=== TEXT SEGMENT ===

Cooks Academy has flourished in a considerably
short time-frame and in a specialised market. It is a
purpose built school that has a definitive edge both
in terms of its marketing strategy and its ability to
deliver a superior customer proposition.
Background
The business was started in the Autumn of 2004
with Vanessa Greenwood commencing lessons in
a temporary site. After careful research, including
a business plan, together with securing grant
assistance from Dún Laoghaire Rathdown County
Enterprise Board, Vanessa and Tim opened the doors
of their purposely fitted out cookery school in Dun
Laoghaire in May 2005.
Cooks Academy’s lessons cater, in the most part for
the enthusiastic amateur. The school runs popular six
and four week courses in Basic Cookery, Entertaining,
Wholefood, Italian, Quick Cooking, and Seafood.
The ethnic cuisines are very popular too, with Thai,
Vietnamese, Moroccan and Indian being favourites.

=== COMPLETE THE FOLLOWING ===
a – Update everything in the Cooks Academy profile from "Cooks Academy’s lessons" down to "Cooking, and Seafood.", changing "Seafood" to "Shellfish".
b – According to the Cooks Academy profile, when did Vanessa and Tim open their cookery school in Dun Laoghaire?
The material that comes next is separate from the Cooks Academy profile.

(Entries from a dataset)

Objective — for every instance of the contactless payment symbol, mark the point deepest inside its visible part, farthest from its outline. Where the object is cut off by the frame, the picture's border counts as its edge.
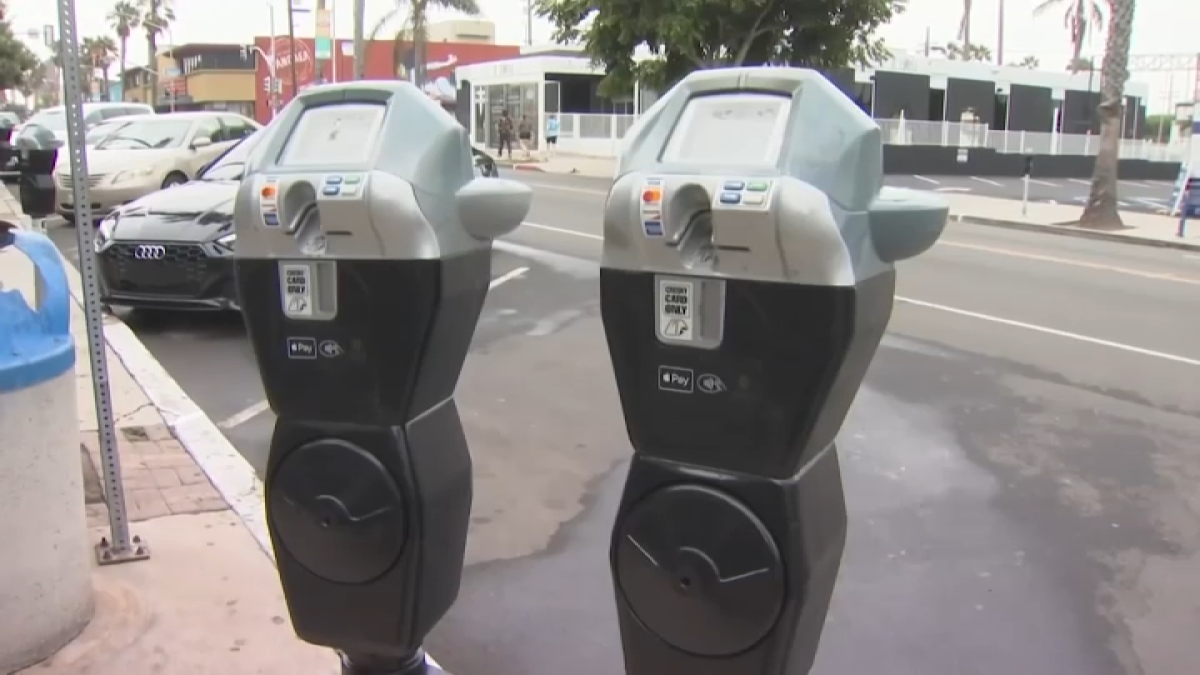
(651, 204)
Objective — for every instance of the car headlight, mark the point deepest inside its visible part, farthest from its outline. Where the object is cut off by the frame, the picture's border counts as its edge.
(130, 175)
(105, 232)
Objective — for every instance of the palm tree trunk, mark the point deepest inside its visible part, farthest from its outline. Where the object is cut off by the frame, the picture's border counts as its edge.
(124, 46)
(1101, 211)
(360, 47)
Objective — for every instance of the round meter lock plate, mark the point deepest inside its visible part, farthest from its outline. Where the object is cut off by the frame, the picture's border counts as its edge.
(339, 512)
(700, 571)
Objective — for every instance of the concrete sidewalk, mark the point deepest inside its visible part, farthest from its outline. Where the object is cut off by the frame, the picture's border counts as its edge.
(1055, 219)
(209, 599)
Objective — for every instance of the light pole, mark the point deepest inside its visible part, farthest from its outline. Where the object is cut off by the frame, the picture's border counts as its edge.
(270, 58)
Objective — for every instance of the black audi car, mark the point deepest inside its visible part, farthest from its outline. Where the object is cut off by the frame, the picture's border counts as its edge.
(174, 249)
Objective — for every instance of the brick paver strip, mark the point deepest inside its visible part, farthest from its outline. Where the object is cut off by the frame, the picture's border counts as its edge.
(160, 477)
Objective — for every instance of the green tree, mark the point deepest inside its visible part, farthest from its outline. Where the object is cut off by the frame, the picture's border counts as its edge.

=== RESULTS IN ORDER ===
a –
Cooks Academy’s lessons cater, in the most part for
the enthusiastic amateur. The school runs popular six
and four week courses in Basic Cookery, Entertaining,
Wholefood, Italian, Quick Cooking, and Shellfish.

b – In May 2005.